* **TASKS FOR THIS EXERCISE**
(1) From the Golden Circle article, extract verbatim the part that opens with the words containing "Icelandic Highways &" and closes with "in the end.".
(2) Translate this sentence from the Golden Circle article into Spanish: "It would be best to have a map or GPS with you, since there aren't really any special signs that say Golden Circle."

* **SUPPLIED TEXT**
=-=-=-=-=

Skip to main content

Icelandic Highways & Byways (Part 2)

Continuing on our series on traveling in Iceland, we'll explore the Golden Circle, which is a popular tourist route in Iceland. The Golden Circle is easily accessible from Reykjavik and includes such must-see places like Thingvellir National Park (spelled as Þingvellir in the Icelandic language), Geysir, which yes, is a geyser, and the Gullfoss waterfall.So yes, the Golden Circle includes a little bit of everything that Iceland has to offer. For those of you playing at home, I drove the
Golden Circle in a clockwise fashion with an impromptu diversion towards the end of my loop, which meant that I missed the hydroponic tomato farm, but I discovered a few other neat things, so it all worked out in the end.

The Golden Circle is actually a hodgepodge of different routes and becomes scenic in a hurry. It would be best to have a map or GPS with you, since there aren't really any special signs that say Golden Circle. At least from what I noticed.
I wasn't joking. We haven't even gotten to the good stuff yet.
Getting closer to Thingvellir, or is it Þingvellir?
Let's go check out Þingvellir.

=-=-=-=-=

[Dataset items]
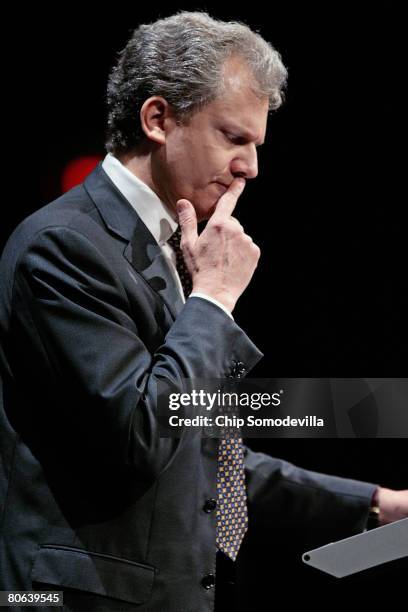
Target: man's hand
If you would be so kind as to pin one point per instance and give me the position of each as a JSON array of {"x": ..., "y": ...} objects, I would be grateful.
[
  {"x": 393, "y": 505},
  {"x": 223, "y": 258}
]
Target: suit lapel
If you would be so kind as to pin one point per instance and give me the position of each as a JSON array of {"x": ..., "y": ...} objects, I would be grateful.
[{"x": 142, "y": 251}]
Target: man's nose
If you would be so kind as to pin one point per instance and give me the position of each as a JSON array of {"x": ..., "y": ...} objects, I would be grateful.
[{"x": 246, "y": 164}]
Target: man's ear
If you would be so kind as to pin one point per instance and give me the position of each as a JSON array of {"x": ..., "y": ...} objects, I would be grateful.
[{"x": 154, "y": 116}]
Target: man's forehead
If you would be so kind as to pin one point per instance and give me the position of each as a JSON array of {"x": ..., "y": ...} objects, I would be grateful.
[{"x": 240, "y": 108}]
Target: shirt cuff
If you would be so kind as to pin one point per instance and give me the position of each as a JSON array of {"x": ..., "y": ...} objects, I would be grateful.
[{"x": 216, "y": 302}]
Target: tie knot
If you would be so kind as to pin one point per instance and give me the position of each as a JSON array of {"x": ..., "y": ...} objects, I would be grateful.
[{"x": 175, "y": 239}]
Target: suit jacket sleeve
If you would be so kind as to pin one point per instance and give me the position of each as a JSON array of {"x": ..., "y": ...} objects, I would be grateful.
[
  {"x": 72, "y": 314},
  {"x": 282, "y": 495}
]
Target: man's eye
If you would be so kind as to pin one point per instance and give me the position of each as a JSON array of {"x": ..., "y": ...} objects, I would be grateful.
[{"x": 235, "y": 139}]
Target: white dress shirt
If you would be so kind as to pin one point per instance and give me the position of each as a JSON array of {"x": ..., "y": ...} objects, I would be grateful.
[{"x": 157, "y": 217}]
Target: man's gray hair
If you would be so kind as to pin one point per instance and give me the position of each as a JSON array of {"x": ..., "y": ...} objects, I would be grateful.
[{"x": 181, "y": 58}]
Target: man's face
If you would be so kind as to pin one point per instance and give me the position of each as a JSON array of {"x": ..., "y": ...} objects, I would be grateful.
[{"x": 200, "y": 159}]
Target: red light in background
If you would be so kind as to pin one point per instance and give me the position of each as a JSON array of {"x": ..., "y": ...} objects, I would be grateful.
[{"x": 76, "y": 170}]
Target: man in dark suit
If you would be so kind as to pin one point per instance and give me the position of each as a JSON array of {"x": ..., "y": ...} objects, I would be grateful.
[{"x": 98, "y": 305}]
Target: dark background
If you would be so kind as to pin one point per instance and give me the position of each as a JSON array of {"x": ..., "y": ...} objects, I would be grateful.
[{"x": 329, "y": 297}]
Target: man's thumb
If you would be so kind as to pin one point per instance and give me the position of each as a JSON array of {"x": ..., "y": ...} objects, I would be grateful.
[{"x": 187, "y": 220}]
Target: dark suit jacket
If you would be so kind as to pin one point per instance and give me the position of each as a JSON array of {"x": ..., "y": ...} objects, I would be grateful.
[{"x": 94, "y": 501}]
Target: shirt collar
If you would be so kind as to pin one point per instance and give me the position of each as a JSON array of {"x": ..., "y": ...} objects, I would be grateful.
[{"x": 157, "y": 217}]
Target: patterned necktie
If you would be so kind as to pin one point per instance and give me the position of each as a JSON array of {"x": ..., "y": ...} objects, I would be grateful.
[
  {"x": 184, "y": 274},
  {"x": 232, "y": 512}
]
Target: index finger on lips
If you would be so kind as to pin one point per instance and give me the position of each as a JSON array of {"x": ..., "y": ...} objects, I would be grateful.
[{"x": 228, "y": 201}]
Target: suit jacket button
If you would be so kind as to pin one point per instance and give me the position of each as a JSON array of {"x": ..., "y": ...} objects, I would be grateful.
[
  {"x": 208, "y": 582},
  {"x": 210, "y": 505}
]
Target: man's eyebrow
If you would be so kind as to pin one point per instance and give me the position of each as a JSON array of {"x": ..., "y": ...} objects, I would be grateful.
[{"x": 239, "y": 132}]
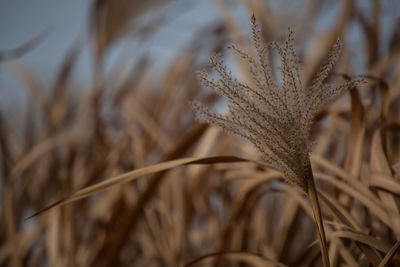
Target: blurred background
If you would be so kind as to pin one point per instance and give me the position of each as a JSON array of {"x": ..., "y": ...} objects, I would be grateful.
[{"x": 93, "y": 89}]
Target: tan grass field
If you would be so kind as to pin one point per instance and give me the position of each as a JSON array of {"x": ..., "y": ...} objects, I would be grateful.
[{"x": 123, "y": 174}]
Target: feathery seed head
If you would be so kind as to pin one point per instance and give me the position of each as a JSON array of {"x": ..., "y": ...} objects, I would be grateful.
[{"x": 276, "y": 118}]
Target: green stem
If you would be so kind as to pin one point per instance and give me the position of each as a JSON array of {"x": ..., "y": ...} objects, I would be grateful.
[{"x": 313, "y": 195}]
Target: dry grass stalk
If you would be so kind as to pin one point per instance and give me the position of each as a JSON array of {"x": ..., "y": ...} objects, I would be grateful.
[{"x": 276, "y": 118}]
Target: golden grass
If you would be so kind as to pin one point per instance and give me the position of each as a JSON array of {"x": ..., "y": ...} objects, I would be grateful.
[{"x": 137, "y": 182}]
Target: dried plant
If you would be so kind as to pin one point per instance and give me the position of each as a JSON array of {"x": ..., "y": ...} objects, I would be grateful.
[{"x": 275, "y": 117}]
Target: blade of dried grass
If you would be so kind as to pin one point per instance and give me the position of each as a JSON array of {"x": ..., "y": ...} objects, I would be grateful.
[
  {"x": 356, "y": 138},
  {"x": 385, "y": 182},
  {"x": 114, "y": 241},
  {"x": 254, "y": 259},
  {"x": 373, "y": 204},
  {"x": 380, "y": 164},
  {"x": 339, "y": 212},
  {"x": 132, "y": 175},
  {"x": 346, "y": 177},
  {"x": 365, "y": 239}
]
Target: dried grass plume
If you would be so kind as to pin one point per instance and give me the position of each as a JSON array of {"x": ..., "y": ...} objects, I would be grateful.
[{"x": 275, "y": 117}]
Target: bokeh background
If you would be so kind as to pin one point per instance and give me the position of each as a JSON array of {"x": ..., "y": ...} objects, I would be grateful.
[{"x": 93, "y": 89}]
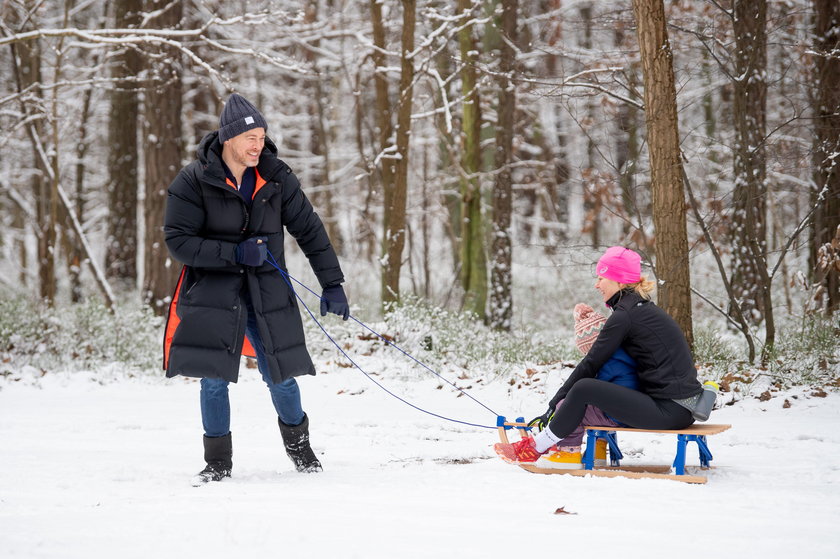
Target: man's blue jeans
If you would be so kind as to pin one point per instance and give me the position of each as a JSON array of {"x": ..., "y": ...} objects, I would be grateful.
[{"x": 215, "y": 402}]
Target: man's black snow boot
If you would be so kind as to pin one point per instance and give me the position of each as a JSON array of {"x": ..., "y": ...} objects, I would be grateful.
[
  {"x": 218, "y": 453},
  {"x": 296, "y": 441}
]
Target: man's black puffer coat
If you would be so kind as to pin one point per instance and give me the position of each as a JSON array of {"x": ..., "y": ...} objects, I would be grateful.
[
  {"x": 651, "y": 337},
  {"x": 205, "y": 219}
]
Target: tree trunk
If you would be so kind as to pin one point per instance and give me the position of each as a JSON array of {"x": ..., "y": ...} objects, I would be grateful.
[
  {"x": 473, "y": 259},
  {"x": 121, "y": 245},
  {"x": 500, "y": 313},
  {"x": 163, "y": 157},
  {"x": 627, "y": 149},
  {"x": 669, "y": 212},
  {"x": 386, "y": 167},
  {"x": 592, "y": 185},
  {"x": 748, "y": 233},
  {"x": 827, "y": 145},
  {"x": 394, "y": 233},
  {"x": 26, "y": 57},
  {"x": 75, "y": 253},
  {"x": 320, "y": 138}
]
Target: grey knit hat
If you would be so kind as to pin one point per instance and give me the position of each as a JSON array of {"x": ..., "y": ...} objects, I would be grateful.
[{"x": 239, "y": 116}]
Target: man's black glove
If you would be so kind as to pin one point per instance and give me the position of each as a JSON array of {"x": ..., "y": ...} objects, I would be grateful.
[
  {"x": 335, "y": 301},
  {"x": 252, "y": 252},
  {"x": 541, "y": 421}
]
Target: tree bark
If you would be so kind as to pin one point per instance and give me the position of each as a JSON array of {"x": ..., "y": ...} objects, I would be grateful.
[
  {"x": 826, "y": 147},
  {"x": 163, "y": 157},
  {"x": 748, "y": 231},
  {"x": 26, "y": 57},
  {"x": 669, "y": 211},
  {"x": 500, "y": 312},
  {"x": 473, "y": 259},
  {"x": 121, "y": 244},
  {"x": 394, "y": 233}
]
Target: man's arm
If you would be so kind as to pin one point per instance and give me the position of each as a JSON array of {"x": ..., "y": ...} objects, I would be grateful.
[{"x": 183, "y": 223}]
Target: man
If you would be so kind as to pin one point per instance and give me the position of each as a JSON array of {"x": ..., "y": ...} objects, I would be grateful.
[{"x": 225, "y": 215}]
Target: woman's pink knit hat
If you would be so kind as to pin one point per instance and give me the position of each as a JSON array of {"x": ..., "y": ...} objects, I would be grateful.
[
  {"x": 588, "y": 324},
  {"x": 620, "y": 264}
]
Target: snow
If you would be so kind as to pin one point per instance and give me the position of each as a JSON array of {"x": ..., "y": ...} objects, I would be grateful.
[{"x": 96, "y": 467}]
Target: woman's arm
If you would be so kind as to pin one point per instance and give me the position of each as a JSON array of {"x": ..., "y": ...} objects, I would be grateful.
[{"x": 609, "y": 340}]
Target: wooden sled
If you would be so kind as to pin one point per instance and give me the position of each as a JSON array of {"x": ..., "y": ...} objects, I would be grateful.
[{"x": 677, "y": 471}]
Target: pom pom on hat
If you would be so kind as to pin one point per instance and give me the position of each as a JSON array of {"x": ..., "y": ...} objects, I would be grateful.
[
  {"x": 588, "y": 324},
  {"x": 620, "y": 264},
  {"x": 239, "y": 116}
]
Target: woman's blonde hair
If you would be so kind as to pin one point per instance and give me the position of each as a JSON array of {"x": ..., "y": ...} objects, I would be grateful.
[{"x": 644, "y": 287}]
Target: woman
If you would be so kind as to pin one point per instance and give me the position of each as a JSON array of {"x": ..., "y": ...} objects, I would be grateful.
[{"x": 668, "y": 385}]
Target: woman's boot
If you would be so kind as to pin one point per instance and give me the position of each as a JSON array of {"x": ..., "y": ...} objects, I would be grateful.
[
  {"x": 296, "y": 441},
  {"x": 218, "y": 453}
]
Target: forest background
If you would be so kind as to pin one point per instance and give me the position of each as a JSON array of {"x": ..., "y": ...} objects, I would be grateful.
[{"x": 469, "y": 158}]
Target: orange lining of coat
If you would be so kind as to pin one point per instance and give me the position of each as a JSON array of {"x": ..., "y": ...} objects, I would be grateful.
[
  {"x": 259, "y": 184},
  {"x": 173, "y": 321}
]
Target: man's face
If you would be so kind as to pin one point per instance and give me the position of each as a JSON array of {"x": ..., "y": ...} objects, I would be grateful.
[{"x": 245, "y": 148}]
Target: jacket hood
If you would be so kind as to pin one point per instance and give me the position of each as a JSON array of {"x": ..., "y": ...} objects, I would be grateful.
[{"x": 209, "y": 154}]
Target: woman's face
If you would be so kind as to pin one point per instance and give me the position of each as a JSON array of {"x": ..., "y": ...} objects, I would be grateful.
[{"x": 608, "y": 288}]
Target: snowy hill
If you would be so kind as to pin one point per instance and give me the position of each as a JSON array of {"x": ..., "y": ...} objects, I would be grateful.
[{"x": 102, "y": 470}]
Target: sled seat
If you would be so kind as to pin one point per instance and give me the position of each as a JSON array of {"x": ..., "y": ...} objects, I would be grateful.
[
  {"x": 696, "y": 433},
  {"x": 677, "y": 471}
]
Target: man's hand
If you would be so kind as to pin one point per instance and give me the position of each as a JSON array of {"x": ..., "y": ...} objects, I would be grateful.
[
  {"x": 335, "y": 301},
  {"x": 252, "y": 252}
]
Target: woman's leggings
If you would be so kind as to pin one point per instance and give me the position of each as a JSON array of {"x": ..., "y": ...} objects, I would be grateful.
[{"x": 628, "y": 406}]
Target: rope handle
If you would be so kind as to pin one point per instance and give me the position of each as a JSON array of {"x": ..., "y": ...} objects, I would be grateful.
[{"x": 288, "y": 279}]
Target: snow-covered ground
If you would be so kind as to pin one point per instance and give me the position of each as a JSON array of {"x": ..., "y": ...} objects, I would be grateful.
[{"x": 102, "y": 470}]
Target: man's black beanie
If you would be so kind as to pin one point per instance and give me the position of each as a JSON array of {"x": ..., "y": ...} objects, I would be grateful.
[{"x": 239, "y": 116}]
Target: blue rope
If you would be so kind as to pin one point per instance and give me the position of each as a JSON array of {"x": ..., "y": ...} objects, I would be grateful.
[{"x": 287, "y": 277}]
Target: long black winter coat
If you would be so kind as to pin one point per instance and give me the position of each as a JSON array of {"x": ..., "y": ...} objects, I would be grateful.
[
  {"x": 205, "y": 219},
  {"x": 651, "y": 337}
]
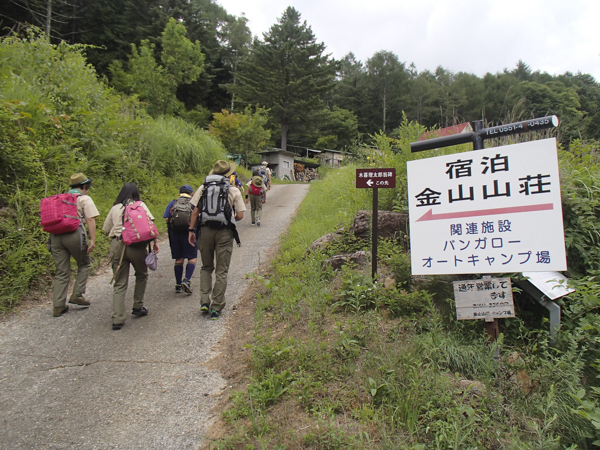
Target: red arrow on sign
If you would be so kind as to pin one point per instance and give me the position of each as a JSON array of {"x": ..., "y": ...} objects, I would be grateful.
[{"x": 485, "y": 212}]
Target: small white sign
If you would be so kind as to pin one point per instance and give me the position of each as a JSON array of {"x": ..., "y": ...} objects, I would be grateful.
[
  {"x": 496, "y": 210},
  {"x": 488, "y": 298}
]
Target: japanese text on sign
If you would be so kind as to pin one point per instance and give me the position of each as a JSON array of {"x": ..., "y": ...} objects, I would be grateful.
[
  {"x": 376, "y": 178},
  {"x": 482, "y": 212},
  {"x": 484, "y": 299}
]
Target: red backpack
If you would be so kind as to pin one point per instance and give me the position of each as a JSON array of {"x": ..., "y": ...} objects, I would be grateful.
[
  {"x": 254, "y": 190},
  {"x": 59, "y": 213},
  {"x": 138, "y": 229}
]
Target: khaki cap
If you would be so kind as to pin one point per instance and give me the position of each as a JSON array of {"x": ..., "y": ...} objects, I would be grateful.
[{"x": 257, "y": 181}]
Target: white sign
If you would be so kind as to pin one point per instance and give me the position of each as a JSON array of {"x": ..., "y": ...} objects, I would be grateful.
[
  {"x": 488, "y": 298},
  {"x": 496, "y": 210}
]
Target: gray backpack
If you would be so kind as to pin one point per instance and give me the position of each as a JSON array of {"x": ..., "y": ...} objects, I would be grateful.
[{"x": 215, "y": 211}]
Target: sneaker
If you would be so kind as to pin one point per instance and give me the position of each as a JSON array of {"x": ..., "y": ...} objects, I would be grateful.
[
  {"x": 79, "y": 299},
  {"x": 185, "y": 284},
  {"x": 57, "y": 312},
  {"x": 140, "y": 312}
]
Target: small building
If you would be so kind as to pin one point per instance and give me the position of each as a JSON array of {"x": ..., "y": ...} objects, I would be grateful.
[
  {"x": 281, "y": 163},
  {"x": 332, "y": 158},
  {"x": 448, "y": 131}
]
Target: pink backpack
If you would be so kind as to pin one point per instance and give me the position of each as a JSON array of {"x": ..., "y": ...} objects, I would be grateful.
[
  {"x": 59, "y": 213},
  {"x": 138, "y": 229}
]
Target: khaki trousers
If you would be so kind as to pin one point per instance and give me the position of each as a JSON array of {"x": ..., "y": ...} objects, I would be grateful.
[
  {"x": 63, "y": 247},
  {"x": 215, "y": 248},
  {"x": 135, "y": 256},
  {"x": 256, "y": 207}
]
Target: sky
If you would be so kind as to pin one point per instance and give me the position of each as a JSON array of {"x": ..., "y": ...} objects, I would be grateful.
[{"x": 473, "y": 36}]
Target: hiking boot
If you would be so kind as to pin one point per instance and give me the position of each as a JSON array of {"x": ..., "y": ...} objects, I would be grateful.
[
  {"x": 79, "y": 299},
  {"x": 185, "y": 284},
  {"x": 57, "y": 312},
  {"x": 140, "y": 312}
]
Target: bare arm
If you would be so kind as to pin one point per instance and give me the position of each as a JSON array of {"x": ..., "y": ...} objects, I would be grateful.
[
  {"x": 92, "y": 232},
  {"x": 193, "y": 220}
]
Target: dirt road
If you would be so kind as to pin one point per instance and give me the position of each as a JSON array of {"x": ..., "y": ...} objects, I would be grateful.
[{"x": 72, "y": 382}]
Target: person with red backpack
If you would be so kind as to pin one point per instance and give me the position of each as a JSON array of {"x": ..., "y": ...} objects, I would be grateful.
[
  {"x": 178, "y": 215},
  {"x": 130, "y": 227},
  {"x": 256, "y": 189},
  {"x": 70, "y": 240}
]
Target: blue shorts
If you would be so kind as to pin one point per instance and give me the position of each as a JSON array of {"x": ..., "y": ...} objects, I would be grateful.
[{"x": 181, "y": 248}]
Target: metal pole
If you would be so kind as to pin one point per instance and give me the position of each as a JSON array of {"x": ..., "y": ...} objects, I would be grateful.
[
  {"x": 374, "y": 234},
  {"x": 478, "y": 140}
]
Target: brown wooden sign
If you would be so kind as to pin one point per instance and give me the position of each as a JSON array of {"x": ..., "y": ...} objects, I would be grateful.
[{"x": 376, "y": 178}]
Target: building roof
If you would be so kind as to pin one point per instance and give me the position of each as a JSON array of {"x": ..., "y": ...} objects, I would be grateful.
[{"x": 448, "y": 131}]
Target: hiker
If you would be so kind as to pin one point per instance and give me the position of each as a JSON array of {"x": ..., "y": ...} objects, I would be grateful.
[
  {"x": 216, "y": 232},
  {"x": 268, "y": 173},
  {"x": 256, "y": 188},
  {"x": 74, "y": 244},
  {"x": 177, "y": 215},
  {"x": 123, "y": 255},
  {"x": 263, "y": 174}
]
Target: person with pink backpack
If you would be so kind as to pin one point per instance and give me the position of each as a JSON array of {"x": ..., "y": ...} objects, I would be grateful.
[
  {"x": 130, "y": 226},
  {"x": 63, "y": 216}
]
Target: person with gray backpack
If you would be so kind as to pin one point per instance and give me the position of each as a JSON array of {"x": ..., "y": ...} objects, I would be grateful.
[
  {"x": 178, "y": 215},
  {"x": 217, "y": 208}
]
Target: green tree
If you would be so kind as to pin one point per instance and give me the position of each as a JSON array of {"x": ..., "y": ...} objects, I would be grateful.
[
  {"x": 287, "y": 73},
  {"x": 239, "y": 37},
  {"x": 155, "y": 84},
  {"x": 386, "y": 83},
  {"x": 241, "y": 133}
]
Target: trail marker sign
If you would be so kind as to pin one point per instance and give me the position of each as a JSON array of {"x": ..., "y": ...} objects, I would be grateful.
[
  {"x": 376, "y": 178},
  {"x": 496, "y": 210}
]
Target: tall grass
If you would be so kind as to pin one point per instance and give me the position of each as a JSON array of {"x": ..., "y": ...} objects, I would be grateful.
[{"x": 57, "y": 118}]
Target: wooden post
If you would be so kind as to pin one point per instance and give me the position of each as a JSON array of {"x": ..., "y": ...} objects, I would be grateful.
[{"x": 374, "y": 234}]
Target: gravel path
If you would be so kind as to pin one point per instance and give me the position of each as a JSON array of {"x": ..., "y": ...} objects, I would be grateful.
[{"x": 72, "y": 382}]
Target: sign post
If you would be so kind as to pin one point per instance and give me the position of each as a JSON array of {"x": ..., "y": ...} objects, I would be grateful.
[
  {"x": 374, "y": 179},
  {"x": 485, "y": 212}
]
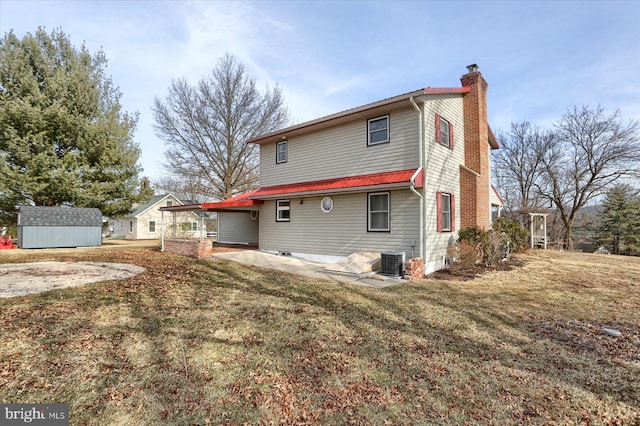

=-=-=-=-=

* **RESULTS**
(1)
Icelandic Highways & Byways (Part 2)

Continuing on our series on traveling in Iceland, we'll explore the Golden Circle, which is a popular tourist route in Iceland. The Golden Circle is easily accessible from Reykjavik and includes such must-see places like Thingvellir National Park (spelled as Þingvellir in the Icelandic language), Geysir, which yes, is a geyser, and the Gullfoss waterfall.So yes, the Golden Circle includes a little bit of everything that Iceland has to offer. For those of you playing at home, I drove the
Golden Circle in a clockwise fashion with an impromptu diversion towards the end of my loop, which meant that I missed the hydroponic tomato farm, but I discovered a few other neat things, so it all worked out in the end.

(2) Sería mejor llevar un mapa o un GPS, ya que en realidad no hay señales especiales que digan Golden Circle.